WORK REQUIRED: Extract each line of the data below that contains the string "white". Letter case matters.

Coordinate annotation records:
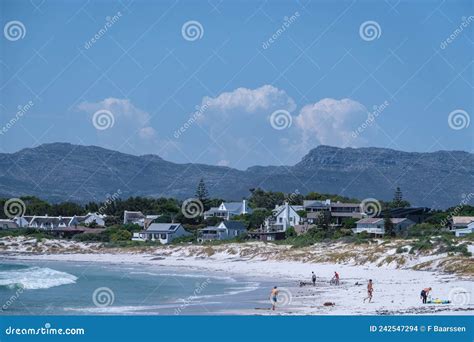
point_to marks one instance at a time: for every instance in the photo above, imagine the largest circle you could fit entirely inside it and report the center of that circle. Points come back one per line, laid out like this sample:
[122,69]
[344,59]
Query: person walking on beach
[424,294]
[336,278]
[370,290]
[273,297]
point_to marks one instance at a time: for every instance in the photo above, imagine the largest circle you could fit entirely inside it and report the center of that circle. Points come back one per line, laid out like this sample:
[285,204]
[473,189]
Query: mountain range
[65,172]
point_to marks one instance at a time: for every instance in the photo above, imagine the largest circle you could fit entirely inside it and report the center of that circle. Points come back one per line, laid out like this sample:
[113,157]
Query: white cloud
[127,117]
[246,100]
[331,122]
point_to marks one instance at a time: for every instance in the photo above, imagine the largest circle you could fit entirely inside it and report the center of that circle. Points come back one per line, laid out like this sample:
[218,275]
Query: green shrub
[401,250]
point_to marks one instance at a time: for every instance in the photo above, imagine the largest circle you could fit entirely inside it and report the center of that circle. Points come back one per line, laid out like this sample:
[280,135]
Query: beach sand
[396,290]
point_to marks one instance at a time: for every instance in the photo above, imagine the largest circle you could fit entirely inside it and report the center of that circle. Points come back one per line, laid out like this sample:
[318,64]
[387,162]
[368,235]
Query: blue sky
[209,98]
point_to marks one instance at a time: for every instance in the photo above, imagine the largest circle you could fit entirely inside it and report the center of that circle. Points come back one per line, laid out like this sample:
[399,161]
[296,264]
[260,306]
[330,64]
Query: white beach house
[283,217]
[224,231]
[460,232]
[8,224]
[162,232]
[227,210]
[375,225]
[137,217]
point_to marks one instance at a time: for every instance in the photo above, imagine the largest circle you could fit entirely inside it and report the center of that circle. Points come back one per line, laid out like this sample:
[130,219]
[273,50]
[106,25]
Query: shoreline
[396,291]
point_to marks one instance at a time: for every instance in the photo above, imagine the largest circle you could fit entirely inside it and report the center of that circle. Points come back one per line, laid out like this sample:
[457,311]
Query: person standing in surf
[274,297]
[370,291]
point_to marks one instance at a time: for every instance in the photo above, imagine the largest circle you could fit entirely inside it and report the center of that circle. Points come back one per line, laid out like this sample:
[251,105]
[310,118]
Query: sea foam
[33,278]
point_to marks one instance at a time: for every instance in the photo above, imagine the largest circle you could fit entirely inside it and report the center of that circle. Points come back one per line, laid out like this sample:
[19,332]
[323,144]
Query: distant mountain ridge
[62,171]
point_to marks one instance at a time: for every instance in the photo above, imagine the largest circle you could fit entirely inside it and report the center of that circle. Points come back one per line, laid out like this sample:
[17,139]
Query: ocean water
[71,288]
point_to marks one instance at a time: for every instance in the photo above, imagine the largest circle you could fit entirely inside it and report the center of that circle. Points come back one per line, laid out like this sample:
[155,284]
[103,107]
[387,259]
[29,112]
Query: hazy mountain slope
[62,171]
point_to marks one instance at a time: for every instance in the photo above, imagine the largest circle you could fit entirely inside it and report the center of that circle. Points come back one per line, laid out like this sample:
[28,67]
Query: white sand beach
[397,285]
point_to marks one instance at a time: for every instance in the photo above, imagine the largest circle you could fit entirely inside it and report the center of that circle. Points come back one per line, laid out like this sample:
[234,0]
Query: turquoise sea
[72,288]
...
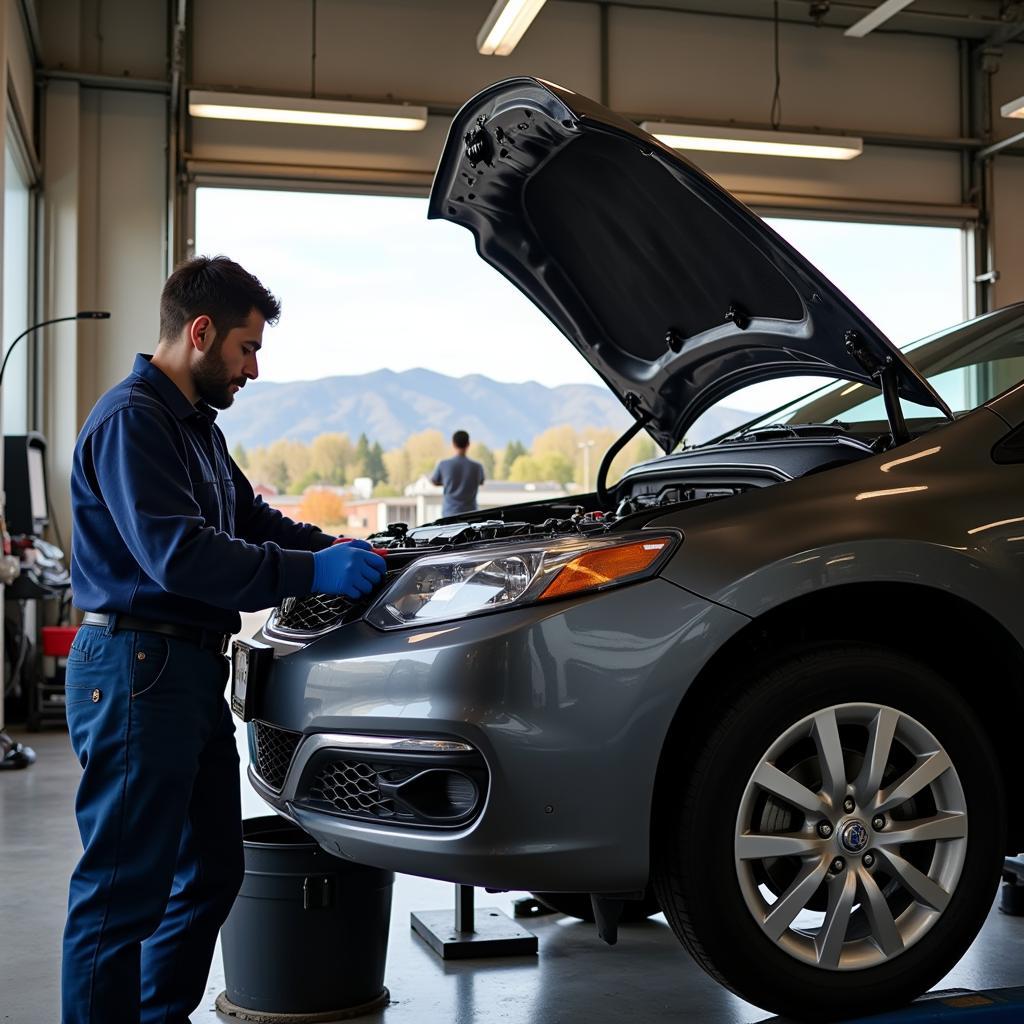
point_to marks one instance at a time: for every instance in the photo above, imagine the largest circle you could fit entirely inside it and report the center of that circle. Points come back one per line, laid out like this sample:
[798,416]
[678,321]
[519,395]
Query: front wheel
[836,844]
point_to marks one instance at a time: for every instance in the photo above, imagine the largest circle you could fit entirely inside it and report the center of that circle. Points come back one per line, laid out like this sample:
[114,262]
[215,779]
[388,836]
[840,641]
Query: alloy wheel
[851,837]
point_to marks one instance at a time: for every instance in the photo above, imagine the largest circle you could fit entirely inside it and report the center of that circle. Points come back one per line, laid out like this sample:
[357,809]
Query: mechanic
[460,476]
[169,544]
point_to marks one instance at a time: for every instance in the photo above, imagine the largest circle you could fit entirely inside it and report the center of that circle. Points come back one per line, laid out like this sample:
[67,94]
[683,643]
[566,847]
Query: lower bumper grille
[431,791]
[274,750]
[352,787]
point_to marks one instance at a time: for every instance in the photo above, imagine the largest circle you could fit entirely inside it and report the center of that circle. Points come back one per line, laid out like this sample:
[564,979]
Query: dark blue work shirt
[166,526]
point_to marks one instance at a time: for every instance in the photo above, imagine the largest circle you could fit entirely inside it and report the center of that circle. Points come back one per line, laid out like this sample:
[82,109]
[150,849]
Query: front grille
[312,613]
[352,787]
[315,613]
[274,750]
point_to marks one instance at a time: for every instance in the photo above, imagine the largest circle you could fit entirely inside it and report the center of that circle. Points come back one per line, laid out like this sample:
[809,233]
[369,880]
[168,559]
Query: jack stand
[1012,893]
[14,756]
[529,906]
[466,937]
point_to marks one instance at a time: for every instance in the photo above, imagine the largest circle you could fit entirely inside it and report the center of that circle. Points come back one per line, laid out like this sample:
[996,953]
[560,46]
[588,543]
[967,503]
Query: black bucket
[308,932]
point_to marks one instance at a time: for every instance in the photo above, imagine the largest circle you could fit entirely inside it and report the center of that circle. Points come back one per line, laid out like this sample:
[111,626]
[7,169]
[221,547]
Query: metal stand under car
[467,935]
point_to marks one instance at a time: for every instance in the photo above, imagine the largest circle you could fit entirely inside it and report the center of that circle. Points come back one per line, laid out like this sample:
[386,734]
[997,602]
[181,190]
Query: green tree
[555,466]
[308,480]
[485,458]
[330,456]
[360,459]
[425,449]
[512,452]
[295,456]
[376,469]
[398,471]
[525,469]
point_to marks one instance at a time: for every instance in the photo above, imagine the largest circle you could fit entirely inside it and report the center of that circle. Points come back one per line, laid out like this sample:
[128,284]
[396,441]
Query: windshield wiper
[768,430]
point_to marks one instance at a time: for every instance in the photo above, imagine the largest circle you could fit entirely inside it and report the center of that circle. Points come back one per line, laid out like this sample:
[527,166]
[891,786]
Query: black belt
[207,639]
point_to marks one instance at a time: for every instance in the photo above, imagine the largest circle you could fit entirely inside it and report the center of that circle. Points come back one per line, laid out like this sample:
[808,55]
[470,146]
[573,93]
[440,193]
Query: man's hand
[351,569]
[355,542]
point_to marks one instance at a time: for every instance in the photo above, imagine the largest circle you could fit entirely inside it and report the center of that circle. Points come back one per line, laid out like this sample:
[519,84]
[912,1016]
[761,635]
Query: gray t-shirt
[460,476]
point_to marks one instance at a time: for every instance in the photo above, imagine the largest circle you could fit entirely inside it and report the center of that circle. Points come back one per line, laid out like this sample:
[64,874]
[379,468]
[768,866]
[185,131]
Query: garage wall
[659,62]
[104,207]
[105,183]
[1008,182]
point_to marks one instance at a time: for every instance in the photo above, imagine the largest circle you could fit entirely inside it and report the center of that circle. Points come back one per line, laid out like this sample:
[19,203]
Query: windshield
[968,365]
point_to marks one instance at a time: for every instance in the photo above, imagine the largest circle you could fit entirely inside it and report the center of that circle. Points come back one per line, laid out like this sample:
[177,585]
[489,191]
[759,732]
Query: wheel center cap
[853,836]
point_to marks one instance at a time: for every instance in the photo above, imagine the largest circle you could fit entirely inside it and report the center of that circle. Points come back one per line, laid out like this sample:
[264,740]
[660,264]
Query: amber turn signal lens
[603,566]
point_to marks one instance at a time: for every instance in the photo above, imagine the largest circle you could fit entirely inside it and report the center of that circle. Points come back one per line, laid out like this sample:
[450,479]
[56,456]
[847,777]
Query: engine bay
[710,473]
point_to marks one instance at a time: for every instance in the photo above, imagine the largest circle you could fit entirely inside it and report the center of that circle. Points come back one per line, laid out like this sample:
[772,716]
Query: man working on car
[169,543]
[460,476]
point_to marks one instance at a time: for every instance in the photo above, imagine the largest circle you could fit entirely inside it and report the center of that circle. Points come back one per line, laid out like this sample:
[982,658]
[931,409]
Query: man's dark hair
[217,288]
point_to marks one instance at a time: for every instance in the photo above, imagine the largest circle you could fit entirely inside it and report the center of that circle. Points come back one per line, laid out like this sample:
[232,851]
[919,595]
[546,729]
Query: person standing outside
...
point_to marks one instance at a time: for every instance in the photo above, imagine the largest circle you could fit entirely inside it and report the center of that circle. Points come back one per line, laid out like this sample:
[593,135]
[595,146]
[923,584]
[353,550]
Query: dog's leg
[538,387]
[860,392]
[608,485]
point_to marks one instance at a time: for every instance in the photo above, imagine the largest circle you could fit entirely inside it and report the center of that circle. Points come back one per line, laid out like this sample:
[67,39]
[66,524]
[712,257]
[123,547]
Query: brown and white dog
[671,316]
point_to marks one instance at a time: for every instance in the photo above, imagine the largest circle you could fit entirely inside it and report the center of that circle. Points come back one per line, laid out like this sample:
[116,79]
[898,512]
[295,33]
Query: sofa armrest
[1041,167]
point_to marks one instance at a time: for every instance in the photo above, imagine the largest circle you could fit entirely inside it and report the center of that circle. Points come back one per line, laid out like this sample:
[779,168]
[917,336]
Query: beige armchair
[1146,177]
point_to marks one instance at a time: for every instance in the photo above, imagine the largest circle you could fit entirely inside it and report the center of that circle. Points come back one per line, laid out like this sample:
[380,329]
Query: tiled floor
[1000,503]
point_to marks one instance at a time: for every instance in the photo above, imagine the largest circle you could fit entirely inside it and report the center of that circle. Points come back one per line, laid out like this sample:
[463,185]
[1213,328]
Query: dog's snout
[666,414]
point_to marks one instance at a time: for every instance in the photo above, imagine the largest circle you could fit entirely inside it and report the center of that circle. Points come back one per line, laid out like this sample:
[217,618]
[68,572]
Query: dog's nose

OUTPUT FOR THIS TASK:
Query: white cloud
Query: white beach house
Query: white sand beach
Query: brown and white dog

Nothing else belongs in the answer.